Will the Real Amos Mincey Please Stand?
I never knew I had an Uncle Amos until I was eight years old.
Amos Mincey lived in what is now known as Black Fox Hollow (formerly known as the Thomas Holler). He was my father’s half-brother, one of six children born to my grandfather James Lafayette (“Pa”) Mincey and his first wife (I believe her name was Bessie Thomas).
Sadly, I don’t know a lot about Amos. I know he was a veteran of World War I. It seems he never married. The family stories I’ve heard indicate that he was a very private man. After his family moved or passed away, he continued to live alone on his father’s land.
A neighbor, Mary Terry, cooked meals for Amos. Amos was, as were a lot of his male relatives, an alcoholic, but my impression is that he drank at home, alone, never getting into trouble, minding his own business. It seems that Amos rarely left his house.
In 1973 Amos became so ill that he could no longer stay alone. For a time, he wound up at my Aunt Fleetie’s house on Hoitt Avenue in Knoxville. That is where I met him for the first and only time I remember. To me he was a severe-looking, frightening fellow. He barked out at me, “What grade you in, boy?” I was so terrified that I could barely stammer out, “T-t-third.”
Uncle Amos died in September 1973. His was the second family death of which I was aware, the first having been Amos’ sister-in-law Roberta who was married to his brother Rob. Though I had only seen Amos the one time, his death affected me. I realized a family member who was a veteran had passed away. I remember drawing a picture of an American flag in Florence Chesney’s class and writing under it in big block capital letters AMOS MINCEY IS DEAD.
Though he was physically dead, Amos lived on in family lore.

-- Given problem A --
In the Uncle Amos memoir, who cooked meals for Amos?
-- Given problem B --
Resume the Uncle Amos memoir right after its last sentence.
The entries after this point come from a different source.

-- Material provided --
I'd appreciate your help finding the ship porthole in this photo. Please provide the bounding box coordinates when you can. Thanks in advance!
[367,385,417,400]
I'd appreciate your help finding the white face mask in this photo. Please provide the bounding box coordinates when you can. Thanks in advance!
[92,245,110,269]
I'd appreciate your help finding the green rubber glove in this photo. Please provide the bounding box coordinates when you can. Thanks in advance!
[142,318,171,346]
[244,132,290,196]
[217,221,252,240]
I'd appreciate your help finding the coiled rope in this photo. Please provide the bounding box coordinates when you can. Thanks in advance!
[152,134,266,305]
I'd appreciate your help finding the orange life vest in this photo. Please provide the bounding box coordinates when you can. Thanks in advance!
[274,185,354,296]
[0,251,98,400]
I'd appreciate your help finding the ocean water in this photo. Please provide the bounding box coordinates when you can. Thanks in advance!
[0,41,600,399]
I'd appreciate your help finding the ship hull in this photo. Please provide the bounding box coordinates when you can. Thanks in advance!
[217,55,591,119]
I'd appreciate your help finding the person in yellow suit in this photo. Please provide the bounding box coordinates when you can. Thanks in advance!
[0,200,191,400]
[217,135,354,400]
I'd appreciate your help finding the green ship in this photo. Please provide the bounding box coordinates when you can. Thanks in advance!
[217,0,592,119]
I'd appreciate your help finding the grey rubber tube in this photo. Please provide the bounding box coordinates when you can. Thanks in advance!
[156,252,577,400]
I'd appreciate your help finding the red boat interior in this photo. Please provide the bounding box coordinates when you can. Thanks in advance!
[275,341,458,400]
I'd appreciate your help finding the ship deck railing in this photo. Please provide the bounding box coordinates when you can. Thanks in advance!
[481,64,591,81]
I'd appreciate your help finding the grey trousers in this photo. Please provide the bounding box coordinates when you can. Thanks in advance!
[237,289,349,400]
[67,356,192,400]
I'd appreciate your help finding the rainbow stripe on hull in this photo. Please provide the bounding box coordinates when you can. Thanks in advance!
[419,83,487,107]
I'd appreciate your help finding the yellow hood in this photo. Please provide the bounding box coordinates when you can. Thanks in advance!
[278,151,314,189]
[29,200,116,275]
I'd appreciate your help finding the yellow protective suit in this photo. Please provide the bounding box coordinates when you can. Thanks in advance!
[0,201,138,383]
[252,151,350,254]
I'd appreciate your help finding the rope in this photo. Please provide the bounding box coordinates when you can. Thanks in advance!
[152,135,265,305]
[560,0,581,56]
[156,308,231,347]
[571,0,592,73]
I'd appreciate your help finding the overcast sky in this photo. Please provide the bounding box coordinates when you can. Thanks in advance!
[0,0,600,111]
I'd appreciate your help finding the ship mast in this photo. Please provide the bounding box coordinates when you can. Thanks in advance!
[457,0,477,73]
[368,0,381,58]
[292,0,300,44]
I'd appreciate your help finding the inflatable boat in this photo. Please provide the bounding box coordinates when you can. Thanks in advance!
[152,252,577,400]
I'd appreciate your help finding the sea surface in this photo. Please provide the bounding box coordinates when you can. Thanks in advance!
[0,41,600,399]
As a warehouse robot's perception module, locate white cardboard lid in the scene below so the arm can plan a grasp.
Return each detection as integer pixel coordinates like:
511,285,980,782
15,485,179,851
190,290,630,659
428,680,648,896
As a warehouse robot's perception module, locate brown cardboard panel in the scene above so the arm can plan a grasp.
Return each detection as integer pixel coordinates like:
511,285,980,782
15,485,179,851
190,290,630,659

-- Right answer A --
A neighbor, Mary Terry.

-- Right answer B --
After Amos’ mother died, Pa Mincey married Mary Katherine Nicely (aka “Mother Mincey”). She had a sister named Lidia (pronounced “Liddy”). Lidia married Elbert “Eb” Mincey, Pa Mincey’s son, who was Mother Mincey’s stepson. Full sisters married father/son! (It seems our family tree has a few knots in the forks! Aunt Lidia and Uncle Eb did not have children, or the tree might have been even more twisted.)
Aunt Lidia was, and remains almost four decades after her death, one of my absolute favorite human beings I’ve known in six decades of life. Aunt Lidia used to tell many wonderful stories, and from some of those stories I determined that while Aunt Lidia dearly loved her husband Eb, she despised his brother Amos.
According to my Aunt Vallie Mincey Lay (Amos’ half-sister), Aunt Lidia was a very clean woman when she was young. Vallie said Aunt Lidia’s sheets would be so white when she hung them on the clothesline that the sun would blind you when you looked at them.
Aunt Lidia once told about a day she had swept out her whole house, the yard, and the road in front of the house. (Yards in those days often did not have much grass, and the roads were dust and gravel.) Aunt Lidia said that she was standing in the road with her broom, getting ready to go back into the house, when she looked down the road and saw Amos coming.
“Lord, he was so filthy I knowed I’d have to warsh the door latches off where he handled ‘em when he left.” Aunt Lidia said that when Eb got home, she told him, “Either Amos is goin’ quit comin’ here or I’m leavin’.” I asked Aunt Lidia what happened. She said, “He quit comin’.”
Oddly enough, years later I came to know R. C. Ingle, a gentleman who lived in the Warwicks Chapel area of Union County. Once R. C. told me that he and his father Archie were walking down Thomas Holler Road on a cold day when there was a snow on the ground. He said they saw Amos Mincey sitting in the middle of the creek in a straight-backed chair, washing his feet in the ice-cold water.
I dearly loved Aunt Lidia, but even as a child listening to her relate her stories I wondered if she might be given to exaggeration. After all, exaggeration is a license given to good storytellers. (I might have been guilty of using it myself!) I’ve been told that exaggeration is not a lie when it comes to storytelling. R. C. Ingle was undoubtedly also given to exaggeration, so which tale about Amos was true—one, both or neither?
As is said on the old commercial about the Tootsie Roll pop, “The world may never know.”
My three sisters who are still living occasionally share remembrances and pictures of Amos. When all who remember Amos Mincey are deceased, only his tombstone, pictures and what has been written about him will remain.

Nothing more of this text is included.